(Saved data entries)
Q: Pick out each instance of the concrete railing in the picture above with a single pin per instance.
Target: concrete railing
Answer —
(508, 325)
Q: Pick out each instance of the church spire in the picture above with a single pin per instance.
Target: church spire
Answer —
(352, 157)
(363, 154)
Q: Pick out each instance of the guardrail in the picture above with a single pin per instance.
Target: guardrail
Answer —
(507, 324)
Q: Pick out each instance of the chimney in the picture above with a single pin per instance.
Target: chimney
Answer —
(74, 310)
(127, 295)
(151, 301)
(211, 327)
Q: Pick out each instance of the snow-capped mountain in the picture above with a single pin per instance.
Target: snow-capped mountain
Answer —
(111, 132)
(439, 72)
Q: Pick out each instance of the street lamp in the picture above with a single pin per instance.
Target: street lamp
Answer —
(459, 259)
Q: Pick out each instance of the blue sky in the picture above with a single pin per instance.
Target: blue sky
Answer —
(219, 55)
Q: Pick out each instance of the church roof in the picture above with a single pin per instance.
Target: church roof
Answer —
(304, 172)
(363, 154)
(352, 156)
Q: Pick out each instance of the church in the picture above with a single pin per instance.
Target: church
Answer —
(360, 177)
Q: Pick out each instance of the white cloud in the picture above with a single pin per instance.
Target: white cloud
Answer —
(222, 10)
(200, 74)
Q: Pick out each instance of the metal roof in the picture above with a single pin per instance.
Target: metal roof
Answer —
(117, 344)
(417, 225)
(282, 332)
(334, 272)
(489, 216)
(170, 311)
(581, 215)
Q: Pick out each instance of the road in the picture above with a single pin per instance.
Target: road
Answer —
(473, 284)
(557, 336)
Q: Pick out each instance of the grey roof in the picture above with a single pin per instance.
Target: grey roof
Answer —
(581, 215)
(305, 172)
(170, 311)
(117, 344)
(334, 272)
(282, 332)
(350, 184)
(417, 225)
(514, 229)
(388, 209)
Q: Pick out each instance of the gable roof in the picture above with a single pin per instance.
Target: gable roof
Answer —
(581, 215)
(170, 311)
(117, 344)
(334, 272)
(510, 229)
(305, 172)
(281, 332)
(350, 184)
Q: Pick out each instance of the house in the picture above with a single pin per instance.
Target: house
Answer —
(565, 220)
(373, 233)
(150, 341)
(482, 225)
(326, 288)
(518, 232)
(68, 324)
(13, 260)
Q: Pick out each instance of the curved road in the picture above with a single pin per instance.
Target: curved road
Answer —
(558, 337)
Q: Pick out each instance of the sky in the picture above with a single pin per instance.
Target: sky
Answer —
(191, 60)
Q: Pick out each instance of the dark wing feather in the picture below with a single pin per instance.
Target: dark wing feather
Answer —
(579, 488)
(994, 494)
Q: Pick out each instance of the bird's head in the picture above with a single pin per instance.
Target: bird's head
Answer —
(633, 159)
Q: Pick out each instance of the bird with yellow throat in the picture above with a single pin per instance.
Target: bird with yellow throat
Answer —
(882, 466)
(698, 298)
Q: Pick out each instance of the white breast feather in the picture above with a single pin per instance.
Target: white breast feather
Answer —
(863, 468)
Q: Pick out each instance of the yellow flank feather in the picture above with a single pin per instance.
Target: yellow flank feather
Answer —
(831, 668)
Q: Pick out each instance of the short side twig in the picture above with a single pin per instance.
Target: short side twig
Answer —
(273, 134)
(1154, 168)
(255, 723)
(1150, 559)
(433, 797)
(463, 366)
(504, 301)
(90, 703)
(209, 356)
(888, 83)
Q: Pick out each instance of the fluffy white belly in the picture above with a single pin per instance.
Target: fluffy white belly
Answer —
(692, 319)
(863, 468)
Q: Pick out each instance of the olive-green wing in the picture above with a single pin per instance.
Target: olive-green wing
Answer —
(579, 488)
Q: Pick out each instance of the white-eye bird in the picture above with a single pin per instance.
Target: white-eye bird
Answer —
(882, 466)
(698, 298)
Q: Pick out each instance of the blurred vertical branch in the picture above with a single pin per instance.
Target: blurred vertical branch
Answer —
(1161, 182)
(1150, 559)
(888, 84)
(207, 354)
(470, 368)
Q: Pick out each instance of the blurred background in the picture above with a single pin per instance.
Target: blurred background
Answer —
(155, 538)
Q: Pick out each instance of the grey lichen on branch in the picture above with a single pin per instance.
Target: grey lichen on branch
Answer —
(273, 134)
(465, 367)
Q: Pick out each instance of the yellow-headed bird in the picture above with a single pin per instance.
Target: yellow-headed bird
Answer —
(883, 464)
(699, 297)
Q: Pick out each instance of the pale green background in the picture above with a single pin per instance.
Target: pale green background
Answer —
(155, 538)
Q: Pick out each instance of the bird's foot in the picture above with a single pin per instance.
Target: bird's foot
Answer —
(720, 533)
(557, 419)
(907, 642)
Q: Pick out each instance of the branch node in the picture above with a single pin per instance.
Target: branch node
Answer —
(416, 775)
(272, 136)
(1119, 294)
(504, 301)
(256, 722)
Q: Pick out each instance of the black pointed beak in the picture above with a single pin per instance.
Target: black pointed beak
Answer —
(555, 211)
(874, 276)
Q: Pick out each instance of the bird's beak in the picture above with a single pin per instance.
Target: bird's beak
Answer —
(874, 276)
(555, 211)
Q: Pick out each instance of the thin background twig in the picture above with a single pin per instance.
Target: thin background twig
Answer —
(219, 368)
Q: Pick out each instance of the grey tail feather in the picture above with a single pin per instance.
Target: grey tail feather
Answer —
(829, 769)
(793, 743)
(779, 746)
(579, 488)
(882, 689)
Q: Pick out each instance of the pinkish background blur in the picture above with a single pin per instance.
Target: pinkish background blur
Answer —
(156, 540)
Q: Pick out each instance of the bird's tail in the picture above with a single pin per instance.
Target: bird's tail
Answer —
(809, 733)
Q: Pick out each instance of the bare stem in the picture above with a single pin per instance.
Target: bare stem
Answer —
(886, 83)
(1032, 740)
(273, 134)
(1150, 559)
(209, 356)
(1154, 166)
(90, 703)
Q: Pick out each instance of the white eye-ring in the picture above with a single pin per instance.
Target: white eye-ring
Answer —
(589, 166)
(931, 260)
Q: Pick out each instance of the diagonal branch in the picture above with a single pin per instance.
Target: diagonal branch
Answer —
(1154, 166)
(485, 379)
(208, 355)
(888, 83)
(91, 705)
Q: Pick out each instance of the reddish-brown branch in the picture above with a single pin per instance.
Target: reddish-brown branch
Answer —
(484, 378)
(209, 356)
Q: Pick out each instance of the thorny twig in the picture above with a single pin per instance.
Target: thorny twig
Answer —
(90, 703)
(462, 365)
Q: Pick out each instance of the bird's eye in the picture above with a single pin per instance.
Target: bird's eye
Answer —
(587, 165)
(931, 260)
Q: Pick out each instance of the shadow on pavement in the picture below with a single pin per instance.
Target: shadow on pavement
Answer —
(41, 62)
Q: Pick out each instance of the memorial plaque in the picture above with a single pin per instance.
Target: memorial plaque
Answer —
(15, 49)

Aim of the task: From the entries above, return exactly the line containing "Q: Pick out each instance of the reddish-brown", the line containing "Target: bird's eye", and all lines between, and nothing else.

Written response:
Q: Pick out each instance of the reddish-brown branch in the picture above with a single pin per instance.
Target: reddish-brown branch
Answer —
(484, 378)
(209, 356)
Q: Pick out each instance of the thorny twig in the picture above with a single pin per instance.
Target: thorny twig
Answer —
(90, 703)
(462, 365)
Q: Pick out each instance of the bird's eye in the picture above with a single pin per instance.
Target: bird's eye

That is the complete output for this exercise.